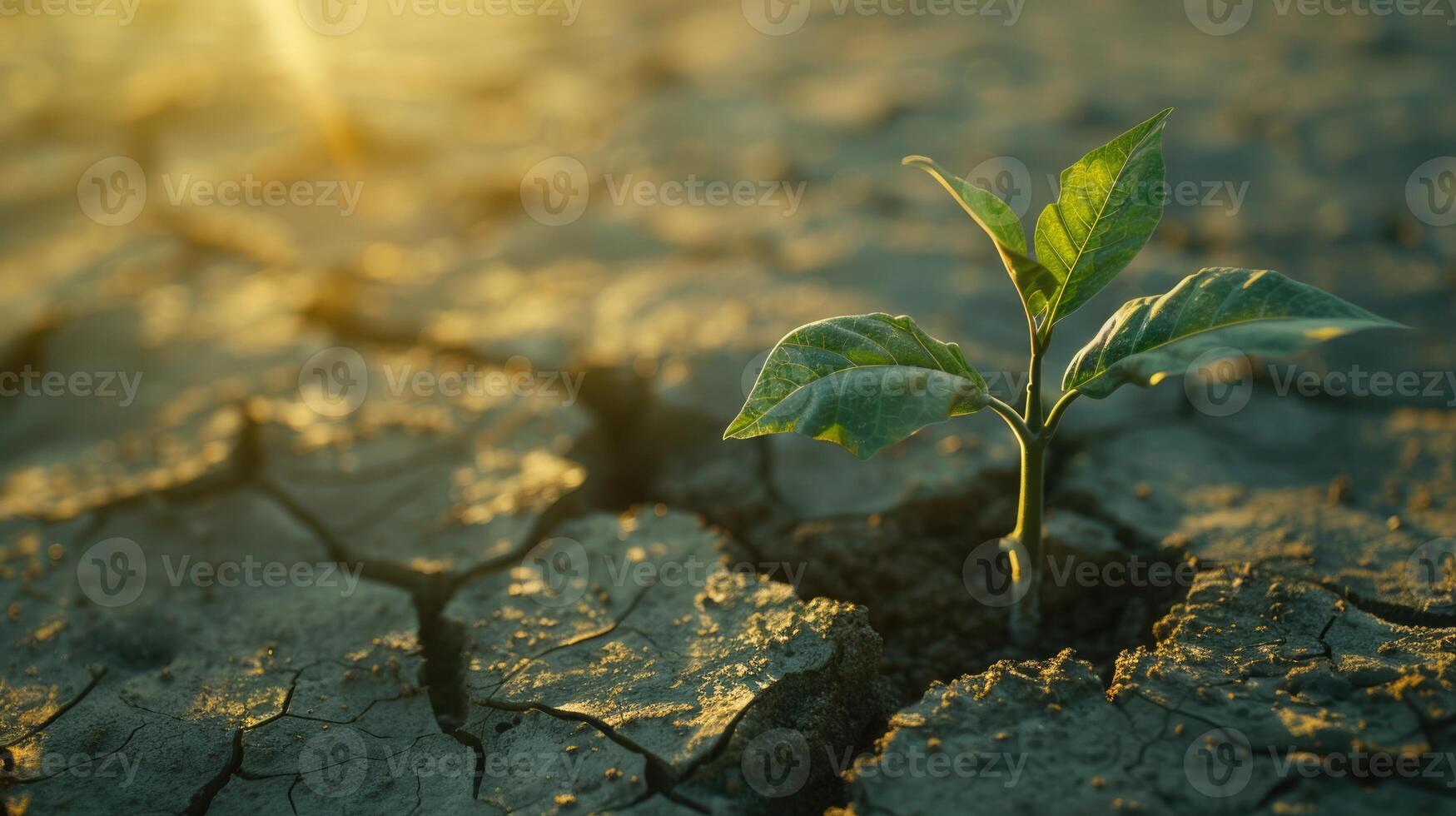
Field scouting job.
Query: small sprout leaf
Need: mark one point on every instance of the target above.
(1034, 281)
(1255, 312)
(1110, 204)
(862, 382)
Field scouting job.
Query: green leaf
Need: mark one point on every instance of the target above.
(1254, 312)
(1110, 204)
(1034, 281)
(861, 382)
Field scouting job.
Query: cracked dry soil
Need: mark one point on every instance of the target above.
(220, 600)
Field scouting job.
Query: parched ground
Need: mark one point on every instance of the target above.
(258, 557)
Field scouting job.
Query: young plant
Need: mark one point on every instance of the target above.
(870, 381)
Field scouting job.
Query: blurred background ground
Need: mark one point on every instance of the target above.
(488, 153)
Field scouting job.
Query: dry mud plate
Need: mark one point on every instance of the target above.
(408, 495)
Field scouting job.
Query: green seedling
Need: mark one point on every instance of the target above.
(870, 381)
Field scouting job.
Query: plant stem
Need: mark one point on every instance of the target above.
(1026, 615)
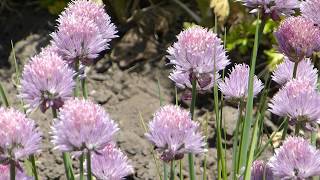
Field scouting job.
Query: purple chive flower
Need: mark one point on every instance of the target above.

*-*-*

** Directions **
Copy each line of the preceding material that contains "green".

** Response for this exercise **
Query: green leaf
Query: green seedling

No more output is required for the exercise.